France tilting toward nuclear phase-out via DW

As the traditionally strong French nuclear power industry continues to be plagued by technical and financial difficulties, the government has sought to cut nuclear power in favor of renewables.

French Environment Minister Segolene Royal sparked rebuke Tuesday (08.09.2015) by tying shutdown of the country’s oldest nuclear plant to the opening of an EPR reactor that has been delayed for six years already.

For half a century, the French nuclear power sector was the pride of the nation. Even now, it still covers three-quarters of the country’s energy needs.

French nuclear power group Areva was for many one of the biggest companies in the global nuclear sector, turning huge profits from mining uranium, producing fuel rods and constructing reactors.

But last year, Areva recorded a loss of 5 million euros. The group hasn’t sold a single power plant in the last seven years, and the Fukushima disaster looks to have had further impacts on demand for new reactors.

Third-generation nuclear reactors – so-called European Pressurized Reactors (EPR) – were initially considered a secure technology for the future and the flagship of the French nuclear industry. But even they have been fraught with problems.

Despite Royal’s recent statement, recently passed legislation on renewable energy in France may be the most telling sign that the winds of change appear to be blowing – toward a nuclear phase-out.


There is also the prospect of major safety issues. In mid-April it became known that there were weak points in the steel vessel that surrounds the reactor at the French Flamanville plant, which could lead to cracking under pressure.

The French Nuclear Safety Agency (ASN) called the situation “very serious,” and has demanded a comprehensive report by October.


EDF is considerably larger than Areva, and has an annual turnover of 70 billion euros. But Schneider points out its also has 24 billion euros of debt. Schneider sees this mountain of debt as a central problem.

According to the Paris audit office, the company faces an additional 50 billion euros in costs for dismantling and disposal of nuclear waste.
▬▬▬
EXERCISE INSTRUCTIONS.
A. In the article on French nuclear power, which activities does it say Areva turned huge profits from? List all of them.
B. Repeat the part of the French nuclear power article that begins at the words "France tilting toward" and stops after "six years already.".

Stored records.
▬▬▬
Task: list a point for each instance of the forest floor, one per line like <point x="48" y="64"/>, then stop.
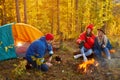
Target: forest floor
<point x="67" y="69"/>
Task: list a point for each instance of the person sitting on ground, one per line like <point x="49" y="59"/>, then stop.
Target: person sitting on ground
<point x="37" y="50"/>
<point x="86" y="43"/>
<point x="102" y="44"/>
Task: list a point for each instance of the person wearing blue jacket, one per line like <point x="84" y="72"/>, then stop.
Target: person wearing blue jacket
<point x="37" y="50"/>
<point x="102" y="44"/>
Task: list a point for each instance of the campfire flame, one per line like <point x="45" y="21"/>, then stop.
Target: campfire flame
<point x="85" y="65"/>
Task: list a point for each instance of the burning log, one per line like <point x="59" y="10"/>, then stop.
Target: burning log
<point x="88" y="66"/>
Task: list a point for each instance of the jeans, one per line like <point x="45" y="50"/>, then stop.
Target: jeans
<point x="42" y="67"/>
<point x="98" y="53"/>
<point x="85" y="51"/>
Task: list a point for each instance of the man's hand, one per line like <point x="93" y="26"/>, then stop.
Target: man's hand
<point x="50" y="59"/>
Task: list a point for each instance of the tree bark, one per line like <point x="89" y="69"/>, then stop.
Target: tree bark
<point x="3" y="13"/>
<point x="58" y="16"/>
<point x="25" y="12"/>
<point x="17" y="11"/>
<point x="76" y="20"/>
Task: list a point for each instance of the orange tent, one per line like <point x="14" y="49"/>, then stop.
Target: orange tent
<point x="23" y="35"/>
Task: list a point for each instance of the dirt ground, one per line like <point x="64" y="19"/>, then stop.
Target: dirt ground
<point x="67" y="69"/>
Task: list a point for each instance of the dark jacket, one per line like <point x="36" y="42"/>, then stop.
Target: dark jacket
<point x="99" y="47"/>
▬▬▬
PROBLEM SOLUTIONS.
A.
- Mining uranium
- Producing fuel rods
- Constructing reactors

B.
France tilting toward nuclear phase-out via DW

As the traditionally strong French nuclear power industry continues to be plagued by technical and financial difficulties, the government has sought to cut nuclear power in favor of renewables.

French Environment Minister Segolene Royal sparked rebuke Tuesday (08.09.2015) by tying shutdown of the country’s oldest nuclear plant to the opening of an EPR reactor that has been delayed for six years already.